▶ _WHAT THE EXERCISE ASKS_
Here is a block of records. Copy every line in it that includes "soil".

▶ _DATA FOR ANALYSIS_
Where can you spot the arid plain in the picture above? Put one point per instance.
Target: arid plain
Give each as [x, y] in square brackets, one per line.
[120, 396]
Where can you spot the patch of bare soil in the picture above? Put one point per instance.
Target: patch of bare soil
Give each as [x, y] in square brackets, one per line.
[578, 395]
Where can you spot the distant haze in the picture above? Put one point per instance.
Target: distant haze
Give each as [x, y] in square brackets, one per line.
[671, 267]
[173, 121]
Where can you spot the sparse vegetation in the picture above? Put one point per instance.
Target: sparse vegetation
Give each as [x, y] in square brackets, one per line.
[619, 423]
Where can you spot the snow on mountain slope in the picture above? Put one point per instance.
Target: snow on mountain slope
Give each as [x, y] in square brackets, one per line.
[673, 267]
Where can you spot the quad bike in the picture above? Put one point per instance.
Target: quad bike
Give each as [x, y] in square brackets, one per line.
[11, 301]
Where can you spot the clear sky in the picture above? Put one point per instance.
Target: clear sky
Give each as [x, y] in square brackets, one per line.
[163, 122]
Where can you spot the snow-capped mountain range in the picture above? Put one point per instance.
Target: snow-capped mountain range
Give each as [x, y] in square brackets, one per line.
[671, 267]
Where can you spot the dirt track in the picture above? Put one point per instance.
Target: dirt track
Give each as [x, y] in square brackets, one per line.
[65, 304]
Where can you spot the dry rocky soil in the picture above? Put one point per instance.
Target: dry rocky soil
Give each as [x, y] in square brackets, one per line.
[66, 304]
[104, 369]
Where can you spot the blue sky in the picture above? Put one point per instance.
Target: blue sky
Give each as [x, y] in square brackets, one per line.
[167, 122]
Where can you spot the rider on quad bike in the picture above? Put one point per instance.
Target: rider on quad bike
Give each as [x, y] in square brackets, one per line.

▶ _YOUR SOLUTION_
Where can you spot the patch of bare soil in the picture above? Put one point per instance.
Target: patch of bare soil
Where can you spot the dry rocky soil in the picture above? Put one point per instance.
Target: dry rocky soil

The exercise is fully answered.